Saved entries
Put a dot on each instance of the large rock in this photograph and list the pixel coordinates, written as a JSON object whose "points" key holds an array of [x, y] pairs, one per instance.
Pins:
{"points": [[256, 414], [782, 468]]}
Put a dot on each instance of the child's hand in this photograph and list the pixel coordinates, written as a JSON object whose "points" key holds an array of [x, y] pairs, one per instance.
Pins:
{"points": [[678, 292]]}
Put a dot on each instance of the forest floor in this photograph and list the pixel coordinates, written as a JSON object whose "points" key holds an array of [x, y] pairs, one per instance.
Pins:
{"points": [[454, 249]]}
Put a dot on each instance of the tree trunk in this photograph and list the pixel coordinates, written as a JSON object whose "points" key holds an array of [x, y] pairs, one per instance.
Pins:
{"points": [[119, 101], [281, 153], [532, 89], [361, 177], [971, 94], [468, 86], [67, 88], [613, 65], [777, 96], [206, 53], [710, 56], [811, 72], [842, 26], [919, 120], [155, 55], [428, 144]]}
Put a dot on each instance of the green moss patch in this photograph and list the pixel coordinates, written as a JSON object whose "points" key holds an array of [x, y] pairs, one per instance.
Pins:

__Work request__: Your answer must be an exact copy of every record.

__Solution to this problem__:
Put a dot on each instance of the large rock in this photograph and list the pixel coordinates, written as a JSON object whose "points" key holds an array of [x, y] pairs, one per instance.
Pins:
{"points": [[256, 414], [782, 468]]}
Put a dot on each instance of the child's hand in this photograph and list the pixel coordinates, written as a JSON object whose "points" key holds an array of [x, y] pairs, one per instance.
Pins:
{"points": [[678, 292]]}
Put a dot on each instance of the forest floor in this photograph and list the pixel coordinates, written as a JSON object whose "points" key holds an array of [x, y] pairs, one per instance.
Pins:
{"points": [[454, 249]]}
Put a dot on each instance of the tree trunk in this photograph and list the pixel coordinates, written as a JSON object whose "points" key holds an array of [x, y] pairs, one per instance.
Pins:
{"points": [[119, 101], [281, 153], [532, 89], [361, 177], [971, 94], [468, 86], [67, 88], [613, 65], [777, 96], [206, 53], [710, 56], [811, 72], [842, 26], [919, 120], [155, 55], [428, 144]]}
Put a dot on each instance of the green moss patch in this photograph and list the pixel coordinates, written as a JSON object whose "points" key holds an array of [x, y] pairs, one per instance.
Pins:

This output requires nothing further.